Tasks for this exercise:
[1] In the blog posts, what does the writer think greed and a lack of leadership will end up doing?
[2] The blog posts ask readers how they would like to do something. List every thing the writer offers them in that question.
[3] Pick up the blog posts on capitalism after their last sentence and keep writing.

Provided text:
——————

Looking back at each of these periods is going to be the current work.  While the US credit rating falters and talking head pundits scream at each other, I think that my time will be better spent trying to understand the context.  Could the work of the self-grasping and greedy corporate and Wall Street magnates bring down that which all of the demonstrations and boycotts of the last forty years could not?  Stay tuned.

Friday, August 12, 2011

Day # 271 Cannibalism

It seems to me that the combination of greed and a lack of leadership will end up doing the job that generations of revolutionaries and gadflies could not do, namely, un-make capitalism.

I have to ponder this a bit, but if I am not mistaken, the modern financial structure as I know it is eating itself from the inside out.  It appears to be completely unsustainable and as such should collapse on itself.

The thought has been lurking around in my mind as I move both household and shop to the hinterlands across the water.  Yeah, I've been busy and the blog has suffered.  There will be much more to write about in the coming days.

Thursday, August 4, 2011

Day # 263 Grow your revolution.....

While we are about the business of knocking over the last upright bricks in the foundation of post-modern capitalism, another method of striking a blow occurs to me.  How would you like to have some American Gothic sort of fun, maybe meet the neighbors, and in the process strike another blow?  Easey-peasy.

Grow your own.

——————

Supplied material:

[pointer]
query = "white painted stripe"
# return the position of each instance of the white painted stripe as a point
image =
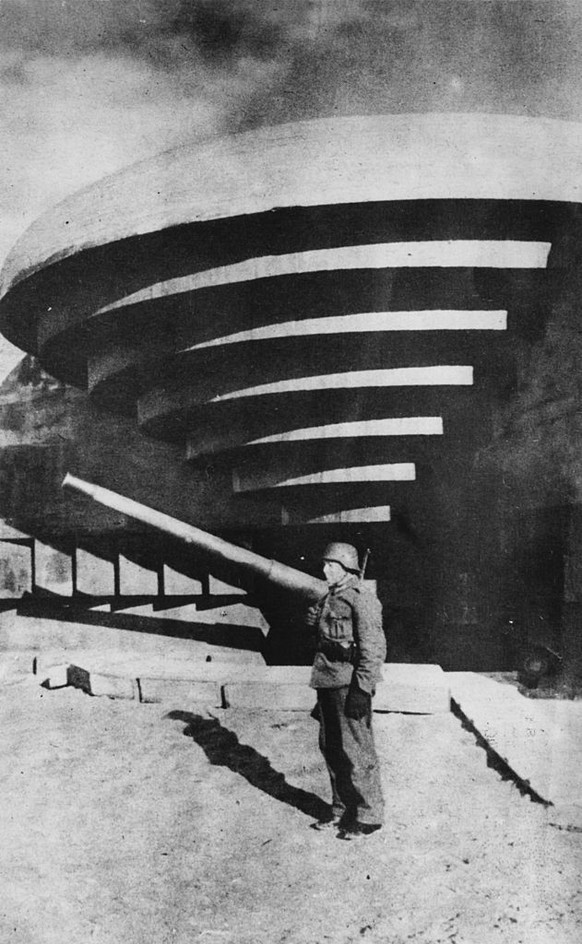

——————

Results for the exercise:
[1] Un-making capitalism, a job that generations of revolutionaries and gadflies could not do.

[2]
- Have some American Gothic sort of fun
- Maybe meet the neighbors
- Strike another blow

[3]
Well, you can do that too, and it will be striking a blow of a different sort. but what I actually meant was growing your own food.  That's right, grow some food.  Reclaim a little land, Sisters and Brothers, even if you dwell in the confines of the apartment block or the condo.  Bring a bit of the earth back into cultivation. After all, its even an exhortation in the bible somewhere.  Get some pots, fill 'em with dirt and grow some maters on your deck or balcony.  If you want to get crazy, check the web for window gardens and grow some greens in recycled pop bottles.  Dig up a section of that planter strip and grow squash, not grass.

Whatever way you choose to make with the free edibles, you are taking back a little control, even if its one pot at a time.  First, each plant you grow throws a little precious oxygen back into the atmosphere for the collective to breathe.  Second, with any luck you will get a few mouthfuls of real food out of the deal, something that did not come out of a food factory.  And speaking of food factories, growing a bit of your own consumables means that you are consuming  just a bit less of the pre-packaged processed pap that masquerades as modern delectable yumminess these days.

So in a soft and earth-mother sort of way, strike a blow against the food industry and grow a green thing or two.  Make the rooftops sag a bit with fecundity and give the corporate farm owners a few bad dreams.

You can add a back-hand blow as well.  If you can't quite find enough arable to feed the whole family, try to buy as much of your veg from your local farmer's market as you can.  These are the folks that are selling the funny looking maters that aren't all the same and don't come in plastic wrap.

Hey, today it was a one-two punch of green-thumb-fu!!  Rock the green world Boys and Girls.

Wednesday, August 3, 2011

Day # 262 Knowing

One of the blessings about not soaking up news via the radio or television is that in that silence, there is a merciful reprieve from the frenzy to sell me something.

I believe it is imperative to know, truly, as one know's one's own meaty bits, why broadcasting exists.  Every single time a broadcasting device is turned on, its reason for being is to sell you something.  Soup, soap, hope or an agenda, be assured that the people behind that broadcast are very clearly and methodically trying to sell you a bill of goods.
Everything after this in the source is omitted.